● Material provided:
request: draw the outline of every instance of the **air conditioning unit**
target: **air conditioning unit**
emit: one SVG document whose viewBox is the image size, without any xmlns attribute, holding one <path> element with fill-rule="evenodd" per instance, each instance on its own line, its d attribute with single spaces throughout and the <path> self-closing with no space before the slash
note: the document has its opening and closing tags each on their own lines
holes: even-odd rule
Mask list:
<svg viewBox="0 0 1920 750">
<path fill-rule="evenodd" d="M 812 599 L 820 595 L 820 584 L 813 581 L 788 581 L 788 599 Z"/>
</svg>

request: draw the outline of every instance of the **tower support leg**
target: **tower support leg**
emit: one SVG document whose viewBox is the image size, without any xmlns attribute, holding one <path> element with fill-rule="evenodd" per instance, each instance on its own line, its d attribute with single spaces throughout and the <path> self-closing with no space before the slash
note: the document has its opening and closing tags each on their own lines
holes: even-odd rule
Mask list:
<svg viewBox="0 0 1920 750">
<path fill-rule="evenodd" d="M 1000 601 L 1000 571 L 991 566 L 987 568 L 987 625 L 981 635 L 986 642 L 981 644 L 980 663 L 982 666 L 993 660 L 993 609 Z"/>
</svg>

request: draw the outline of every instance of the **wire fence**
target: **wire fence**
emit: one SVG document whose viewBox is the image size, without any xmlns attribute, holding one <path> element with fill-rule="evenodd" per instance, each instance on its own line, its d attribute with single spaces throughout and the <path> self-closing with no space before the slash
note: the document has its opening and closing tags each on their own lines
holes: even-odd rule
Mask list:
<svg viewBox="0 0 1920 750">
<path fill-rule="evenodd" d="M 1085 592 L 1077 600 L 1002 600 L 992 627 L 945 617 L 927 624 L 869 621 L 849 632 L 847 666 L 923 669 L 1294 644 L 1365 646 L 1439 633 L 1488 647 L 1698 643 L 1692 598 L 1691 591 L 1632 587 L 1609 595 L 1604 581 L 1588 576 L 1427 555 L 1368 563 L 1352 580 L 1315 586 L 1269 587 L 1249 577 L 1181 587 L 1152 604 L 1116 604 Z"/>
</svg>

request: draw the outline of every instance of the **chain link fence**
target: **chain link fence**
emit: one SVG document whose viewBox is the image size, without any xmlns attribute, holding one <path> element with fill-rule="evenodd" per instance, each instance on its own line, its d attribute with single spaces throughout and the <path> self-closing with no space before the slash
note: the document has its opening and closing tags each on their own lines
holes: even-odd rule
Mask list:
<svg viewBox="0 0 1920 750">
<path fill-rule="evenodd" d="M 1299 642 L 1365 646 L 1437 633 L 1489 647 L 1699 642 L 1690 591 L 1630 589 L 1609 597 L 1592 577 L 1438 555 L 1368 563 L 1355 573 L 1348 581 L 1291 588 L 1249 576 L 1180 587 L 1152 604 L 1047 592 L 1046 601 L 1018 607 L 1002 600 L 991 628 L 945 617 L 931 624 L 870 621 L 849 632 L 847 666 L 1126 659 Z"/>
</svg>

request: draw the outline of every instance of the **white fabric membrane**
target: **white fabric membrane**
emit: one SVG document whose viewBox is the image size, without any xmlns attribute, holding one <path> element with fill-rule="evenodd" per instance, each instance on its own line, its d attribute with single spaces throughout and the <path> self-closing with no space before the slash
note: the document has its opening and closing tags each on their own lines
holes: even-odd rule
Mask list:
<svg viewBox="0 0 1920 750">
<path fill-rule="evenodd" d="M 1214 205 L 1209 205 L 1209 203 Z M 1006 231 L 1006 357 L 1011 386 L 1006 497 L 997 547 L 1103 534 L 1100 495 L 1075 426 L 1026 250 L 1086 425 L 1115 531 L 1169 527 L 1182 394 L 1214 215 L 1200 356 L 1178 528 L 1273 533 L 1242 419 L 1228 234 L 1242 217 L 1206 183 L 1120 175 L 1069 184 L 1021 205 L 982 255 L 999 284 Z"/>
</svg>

--

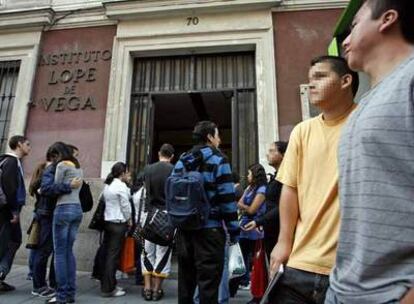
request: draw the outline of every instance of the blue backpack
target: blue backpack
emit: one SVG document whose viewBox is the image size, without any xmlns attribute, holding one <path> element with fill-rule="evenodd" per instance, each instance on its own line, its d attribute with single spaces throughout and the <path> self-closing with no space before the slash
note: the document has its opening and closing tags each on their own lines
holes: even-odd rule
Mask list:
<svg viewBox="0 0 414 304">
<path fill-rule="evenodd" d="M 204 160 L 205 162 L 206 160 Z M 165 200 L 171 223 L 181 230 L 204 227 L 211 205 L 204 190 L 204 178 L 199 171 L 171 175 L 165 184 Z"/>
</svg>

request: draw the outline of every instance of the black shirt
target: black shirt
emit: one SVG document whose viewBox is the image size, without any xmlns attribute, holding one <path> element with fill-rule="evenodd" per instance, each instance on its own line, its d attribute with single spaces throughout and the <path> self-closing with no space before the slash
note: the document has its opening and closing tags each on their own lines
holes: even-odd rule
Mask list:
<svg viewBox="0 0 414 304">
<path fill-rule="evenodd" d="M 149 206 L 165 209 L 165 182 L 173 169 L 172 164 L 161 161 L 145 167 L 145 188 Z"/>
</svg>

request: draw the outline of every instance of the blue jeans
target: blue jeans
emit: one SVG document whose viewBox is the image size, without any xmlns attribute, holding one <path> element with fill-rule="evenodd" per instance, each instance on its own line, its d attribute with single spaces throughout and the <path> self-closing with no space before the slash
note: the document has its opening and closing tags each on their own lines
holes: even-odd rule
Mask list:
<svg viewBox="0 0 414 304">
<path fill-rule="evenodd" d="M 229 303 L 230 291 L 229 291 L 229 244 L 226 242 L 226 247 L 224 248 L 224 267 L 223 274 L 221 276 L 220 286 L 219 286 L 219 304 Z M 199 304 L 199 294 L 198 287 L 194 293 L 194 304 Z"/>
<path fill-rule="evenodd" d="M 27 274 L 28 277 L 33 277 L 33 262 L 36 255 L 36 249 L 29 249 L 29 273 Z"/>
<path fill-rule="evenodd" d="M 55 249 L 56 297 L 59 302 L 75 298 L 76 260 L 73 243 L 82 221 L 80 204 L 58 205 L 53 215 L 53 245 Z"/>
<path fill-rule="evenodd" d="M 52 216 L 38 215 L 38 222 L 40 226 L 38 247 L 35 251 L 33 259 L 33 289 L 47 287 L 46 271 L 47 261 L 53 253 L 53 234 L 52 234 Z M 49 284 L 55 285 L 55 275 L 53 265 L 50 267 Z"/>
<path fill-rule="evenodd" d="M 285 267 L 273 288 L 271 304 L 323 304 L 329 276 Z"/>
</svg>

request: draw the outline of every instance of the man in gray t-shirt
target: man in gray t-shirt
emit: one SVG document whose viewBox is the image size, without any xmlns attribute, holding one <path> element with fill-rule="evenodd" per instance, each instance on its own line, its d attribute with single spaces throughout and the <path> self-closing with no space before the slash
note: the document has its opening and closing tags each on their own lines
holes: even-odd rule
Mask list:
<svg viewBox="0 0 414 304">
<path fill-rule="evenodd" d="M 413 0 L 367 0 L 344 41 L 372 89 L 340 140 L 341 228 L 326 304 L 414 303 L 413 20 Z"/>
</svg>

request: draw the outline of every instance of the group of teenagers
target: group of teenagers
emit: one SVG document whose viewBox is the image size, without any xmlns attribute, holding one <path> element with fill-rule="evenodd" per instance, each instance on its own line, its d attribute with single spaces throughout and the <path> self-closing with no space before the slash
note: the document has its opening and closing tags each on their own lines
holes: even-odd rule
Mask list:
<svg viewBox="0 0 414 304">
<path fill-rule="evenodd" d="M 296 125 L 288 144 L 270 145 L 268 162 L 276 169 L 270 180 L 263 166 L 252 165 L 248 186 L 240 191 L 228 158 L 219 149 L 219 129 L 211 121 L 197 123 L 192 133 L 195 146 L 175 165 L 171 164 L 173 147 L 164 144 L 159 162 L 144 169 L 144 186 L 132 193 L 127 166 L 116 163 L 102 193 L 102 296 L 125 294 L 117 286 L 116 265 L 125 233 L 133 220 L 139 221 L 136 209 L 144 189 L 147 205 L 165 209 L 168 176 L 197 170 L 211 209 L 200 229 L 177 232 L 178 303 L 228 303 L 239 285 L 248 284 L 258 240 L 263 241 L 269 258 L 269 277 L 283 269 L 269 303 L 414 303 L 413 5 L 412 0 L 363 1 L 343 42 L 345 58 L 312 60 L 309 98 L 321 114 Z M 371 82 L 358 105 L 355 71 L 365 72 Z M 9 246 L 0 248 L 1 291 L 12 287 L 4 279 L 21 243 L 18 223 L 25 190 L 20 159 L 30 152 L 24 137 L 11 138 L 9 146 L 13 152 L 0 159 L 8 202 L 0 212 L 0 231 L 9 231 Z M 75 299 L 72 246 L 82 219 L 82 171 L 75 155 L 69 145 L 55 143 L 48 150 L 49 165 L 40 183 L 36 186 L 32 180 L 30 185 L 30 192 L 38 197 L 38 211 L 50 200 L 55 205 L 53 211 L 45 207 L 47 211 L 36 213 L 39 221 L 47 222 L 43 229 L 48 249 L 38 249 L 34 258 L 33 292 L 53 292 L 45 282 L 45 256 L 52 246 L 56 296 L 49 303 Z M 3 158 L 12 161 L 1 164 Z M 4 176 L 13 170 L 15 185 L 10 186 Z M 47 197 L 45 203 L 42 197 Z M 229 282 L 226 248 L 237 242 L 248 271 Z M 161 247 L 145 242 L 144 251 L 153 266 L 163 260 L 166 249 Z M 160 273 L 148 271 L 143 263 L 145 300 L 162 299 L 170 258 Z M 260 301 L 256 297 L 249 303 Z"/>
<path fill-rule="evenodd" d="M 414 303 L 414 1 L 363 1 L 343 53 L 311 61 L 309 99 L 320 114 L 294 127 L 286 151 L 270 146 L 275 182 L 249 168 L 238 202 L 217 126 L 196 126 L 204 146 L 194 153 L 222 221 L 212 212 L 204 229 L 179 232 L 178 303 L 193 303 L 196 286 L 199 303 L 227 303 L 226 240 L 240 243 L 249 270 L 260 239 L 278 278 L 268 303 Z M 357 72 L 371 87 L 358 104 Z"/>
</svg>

...

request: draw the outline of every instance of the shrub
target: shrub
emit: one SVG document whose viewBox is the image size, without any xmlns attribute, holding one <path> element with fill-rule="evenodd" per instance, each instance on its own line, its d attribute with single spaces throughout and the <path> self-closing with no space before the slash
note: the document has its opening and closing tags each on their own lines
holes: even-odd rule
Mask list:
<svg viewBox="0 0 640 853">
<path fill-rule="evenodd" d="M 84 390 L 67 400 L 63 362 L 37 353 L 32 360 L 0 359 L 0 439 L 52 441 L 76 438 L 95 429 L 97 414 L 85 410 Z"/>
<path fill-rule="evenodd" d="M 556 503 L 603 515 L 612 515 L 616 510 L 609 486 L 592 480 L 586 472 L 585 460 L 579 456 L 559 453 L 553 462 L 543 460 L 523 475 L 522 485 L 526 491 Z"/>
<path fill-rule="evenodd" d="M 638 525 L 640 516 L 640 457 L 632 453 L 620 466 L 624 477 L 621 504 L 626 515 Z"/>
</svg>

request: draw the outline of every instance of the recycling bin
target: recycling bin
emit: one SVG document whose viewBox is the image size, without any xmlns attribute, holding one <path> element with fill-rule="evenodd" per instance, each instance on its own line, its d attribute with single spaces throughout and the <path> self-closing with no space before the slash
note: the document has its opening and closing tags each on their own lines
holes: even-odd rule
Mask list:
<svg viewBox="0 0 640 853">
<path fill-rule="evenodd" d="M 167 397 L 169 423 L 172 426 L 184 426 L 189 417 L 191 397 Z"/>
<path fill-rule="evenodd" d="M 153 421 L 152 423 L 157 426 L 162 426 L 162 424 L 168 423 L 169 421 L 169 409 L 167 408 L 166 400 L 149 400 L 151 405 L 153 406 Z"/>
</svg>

● Task requirements:
Select every line of the material above holding the word "fabric" and copy it.

● Reply to the task:
request: draw the outline of every instance of the **white fabric membrane**
target: **white fabric membrane**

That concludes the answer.